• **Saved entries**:
^^^^^^^^

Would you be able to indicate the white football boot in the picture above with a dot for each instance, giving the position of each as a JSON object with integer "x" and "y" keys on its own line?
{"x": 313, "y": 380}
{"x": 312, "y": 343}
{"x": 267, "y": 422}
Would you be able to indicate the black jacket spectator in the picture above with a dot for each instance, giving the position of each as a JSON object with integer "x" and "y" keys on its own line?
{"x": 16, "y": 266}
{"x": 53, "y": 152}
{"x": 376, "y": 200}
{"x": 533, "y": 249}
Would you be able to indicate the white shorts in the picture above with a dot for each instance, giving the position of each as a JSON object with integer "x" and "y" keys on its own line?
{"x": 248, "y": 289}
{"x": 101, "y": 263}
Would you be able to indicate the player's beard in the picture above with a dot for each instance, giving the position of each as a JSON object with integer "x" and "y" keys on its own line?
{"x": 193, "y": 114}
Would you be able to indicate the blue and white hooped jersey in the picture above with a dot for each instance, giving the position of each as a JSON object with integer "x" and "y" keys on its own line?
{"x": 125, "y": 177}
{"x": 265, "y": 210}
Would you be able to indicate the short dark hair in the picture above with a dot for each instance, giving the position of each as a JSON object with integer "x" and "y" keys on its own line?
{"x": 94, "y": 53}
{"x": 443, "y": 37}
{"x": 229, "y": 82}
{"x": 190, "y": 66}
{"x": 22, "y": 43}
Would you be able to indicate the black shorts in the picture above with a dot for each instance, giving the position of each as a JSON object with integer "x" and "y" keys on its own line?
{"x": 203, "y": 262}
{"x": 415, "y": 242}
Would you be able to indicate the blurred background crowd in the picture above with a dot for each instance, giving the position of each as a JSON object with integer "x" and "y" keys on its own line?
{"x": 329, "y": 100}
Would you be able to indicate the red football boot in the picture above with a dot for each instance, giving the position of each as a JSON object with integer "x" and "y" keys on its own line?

^^^^^^^^

• **Exercise description**: All of the entries should be output exactly as they appear above.

• **Answer to the exercise**:
Would you be able to indicate the white football boot in the picture above with a dot for each instance, giving the position of each as a JSON object with integer "x" and "y" keys on its own line?
{"x": 313, "y": 380}
{"x": 312, "y": 343}
{"x": 267, "y": 422}
Would you be able to indicate the black jacket spectator in the picture above with a dot for each instance, giving the position of each as a JSON object with integer "x" and "y" keys on its own line?
{"x": 16, "y": 266}
{"x": 53, "y": 152}
{"x": 376, "y": 200}
{"x": 533, "y": 249}
Would you be able to indicate the white shorts in the picture above with a dot for each instance, giving the position of each as a JSON object with integer "x" and "y" keys on its own line?
{"x": 248, "y": 289}
{"x": 101, "y": 263}
Would you be able to indicate the player's beard in the picture above with a dot for each instance, giving the position of each as a JSON object with integer "x" and "y" keys on its own line?
{"x": 193, "y": 114}
Would you be able to indicate the blue and white hooped jersey in the picture above with a dot for each instance, giving the position of each as a JSON object with integer "x" and "y" keys on its own line?
{"x": 125, "y": 177}
{"x": 265, "y": 210}
Would you be able to indicate the short dark hair in the picture above with a dot for each instance, giving the position of each as a JSON object with integer "x" and "y" keys on its own line?
{"x": 94, "y": 53}
{"x": 443, "y": 37}
{"x": 229, "y": 82}
{"x": 190, "y": 66}
{"x": 22, "y": 43}
Would you be able to indicate the black shorts in the picture above with a dot for each instance, giving the position of each as a JSON object with integer "x" and "y" keys on its own line?
{"x": 203, "y": 262}
{"x": 415, "y": 242}
Would you be able to indicate the blurred background crowd in the picture above with a dot for each instance, giving the position of each as a JSON object with integer "x" and "y" keys on its own line?
{"x": 329, "y": 100}
Would you be able to indicate the red football boot in the picture above with a dot for each instance, giving the position of each as a JSON object with integer "x" and "y" keys on its own line?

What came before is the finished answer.